Rewrite the listing as a two-column CSV with the headers request and answer, starting at the line containing "[ green tree ]" and ending at the end of the listing. Give one row per request, put each field in quotes, and replace any line breaks with spaces.

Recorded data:
________

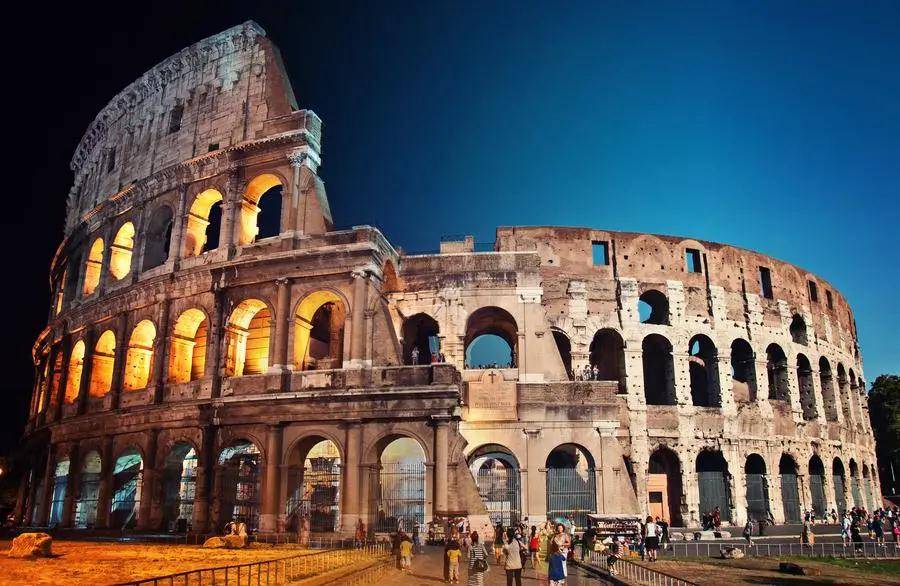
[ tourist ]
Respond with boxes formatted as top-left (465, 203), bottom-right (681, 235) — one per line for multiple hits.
top-left (466, 531), bottom-right (490, 586)
top-left (503, 529), bottom-right (522, 586)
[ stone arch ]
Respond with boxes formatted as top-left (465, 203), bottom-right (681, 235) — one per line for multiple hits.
top-left (294, 289), bottom-right (349, 370)
top-left (109, 221), bottom-right (135, 281)
top-left (641, 334), bottom-right (675, 405)
top-left (225, 299), bottom-right (273, 377)
top-left (169, 307), bottom-right (209, 383)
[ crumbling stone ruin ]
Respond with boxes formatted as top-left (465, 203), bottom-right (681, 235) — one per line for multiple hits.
top-left (10, 22), bottom-right (880, 534)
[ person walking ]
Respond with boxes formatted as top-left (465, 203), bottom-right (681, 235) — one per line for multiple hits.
top-left (503, 529), bottom-right (522, 586)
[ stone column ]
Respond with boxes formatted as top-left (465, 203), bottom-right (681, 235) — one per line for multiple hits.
top-left (269, 279), bottom-right (291, 374)
top-left (349, 271), bottom-right (369, 368)
top-left (431, 415), bottom-right (450, 513)
top-left (259, 424), bottom-right (284, 533)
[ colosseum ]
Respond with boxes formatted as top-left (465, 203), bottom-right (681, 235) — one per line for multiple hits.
top-left (16, 22), bottom-right (880, 535)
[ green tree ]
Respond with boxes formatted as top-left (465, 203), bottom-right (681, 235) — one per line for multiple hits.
top-left (869, 374), bottom-right (900, 495)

________

COMPLETED EXERCISE:
request,answer
"[ green tree ] Respond with boxes formatted as top-left (465, 203), bottom-right (681, 235) — one per line for multiple hits.","top-left (869, 374), bottom-right (900, 495)"